First posted to the Internet February 1995.

© 1995 J. Orlin Grabbe, 1475 Terminal Way, Suite E, Reno, NV 89502.
Web Page:http://www.aci.net/kalliste/homepage.html

 

 

[Go to Part I]


The End of Ordinary Money, Part II:

Money Laundering, Electronic Cash, and Cryptological Anonymity

by J. Orlin Grabbe


It was bright lights and balmy action. Thomas Constantine, the head of the U.S. Drug Enforcement Administration (DEA), claimed we've entered a "new world order of law enforcement" [1]. He meant the cooperation of British, Italian, and Spanish authorities in setting up a fake bank in Anguilla, in the Caribbean. It was a sting to trap money launderers.

Like all pirate organizations, the group calculated success by the amount of booty seized. And this cleverly code-named "Operation Dinero" added $52 million, nine tons of cocaine, and a number of paintings (including works by Reynolds, Reuben, and Picasso) to official coffers. There were also 88 arrests. In many ways it was a great scam in classic DEA style: government officials got to keep the goods, while taxpayers got to pay for the incarceration of up to 88 people.

The British Foreign Office--those wacky guys who, you will recall, conveniently released a barrage of information about Nazis in Argentina at the outbreak of the Falklands (Malvinas) war, and who also helped coordinate Operation Dinero--have since made a propaganda video about this official foray into fraudulent banking. Among others it stars Tony Baldry, junior minister.

Be prepared for more of the same. The nine tons of coke should enable the British Foreign Office and the nosy DEA to burn the midnight oil for months to come, planning other booty-gathering raids and video thrillers. After all, the FATF report of 1990 encouraged international banking stings like this one. But it isn't just the pseudo-bankers you should worry about.

The Banker as Snitch: the Brave New World of Law Enforcement

One of the precepts of the Church of the Subgenius is: You will pay to know what you really think [2]. But in the world of money-laundering, you will pay your thankless banker to turn you in to the government. In 1993 a Federal judge in Providence, Rhode Island, issued the longest sentence ever given for a non-violent legal offense: he sentenced a man to 600 years in prison for money laundering. The individual was fingered by his Rhode Island bankers, who then cooperated with federal agents in building a case against him, even while the same bankers received fees for banking services.

American Express was recently fined $7 million for failing to detect money laundering, and agreed to forfeit to the U.S. Justice Department another $7 million. As part of the settlement, the bank will spend a further $3 million in employee education, teaching them recommended procedures for spying on customer transactions.

In a book about banker Edmond Safra [3], author Bryan Burrough notes: "To truly defeat money launderers, banks must know not only their own customers--by no means an easy task--but their customers' customers, and in many cases their customers' customers' customers." (p. x). And then, as part of an argument clearing Safra's Republic National Bank of money laundering charges, Burrough recounts how he visited the office of the Financial Crimes Enforcement Network (FinCEN) and talked with one of its top officials. The official said that, on the contrary, Republic had made "some solid suggestions about new ways the government could track dirty money" (p. xii).

## Dataset content
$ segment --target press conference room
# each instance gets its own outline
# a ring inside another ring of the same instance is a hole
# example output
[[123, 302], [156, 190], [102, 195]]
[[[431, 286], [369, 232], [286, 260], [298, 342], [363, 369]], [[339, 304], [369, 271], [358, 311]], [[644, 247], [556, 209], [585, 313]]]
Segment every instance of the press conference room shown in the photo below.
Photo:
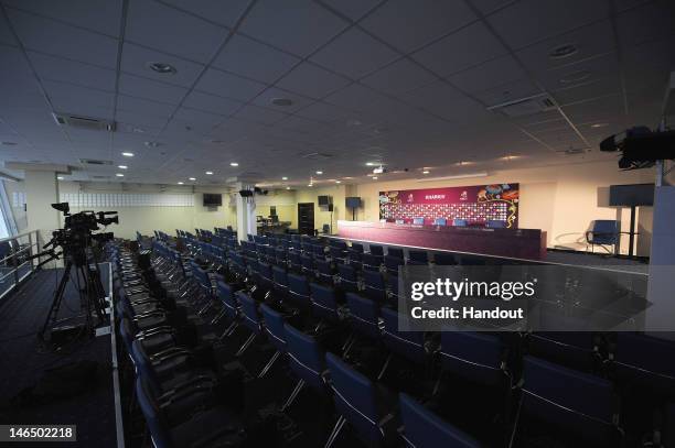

## What you need to do
**A)** In the essay on money laundering, what prison sentence did the Federal judge in Providence give the man convicted of money laundering?
**B)** Copy the essay on money laundering from "Like all pirate" up to and including "to 88 people.".
The material isn't needed for this work.

## Results in order
**A)** 600 years in prison.

**B)**
Like all pirate organizations, the group calculated success by the amount of booty seized. And this cleverly code-named "Operation Dinero" added $52 million, nine tons of cocaine, and a number of paintings (including works by Reynolds, Reuben, and Picasso) to official coffers. There were also 88 arrests. In many ways it was a great scam in classic DEA style: government officials got to keep the goods, while taxpayers got to pay for the incarceration of up to 88 people.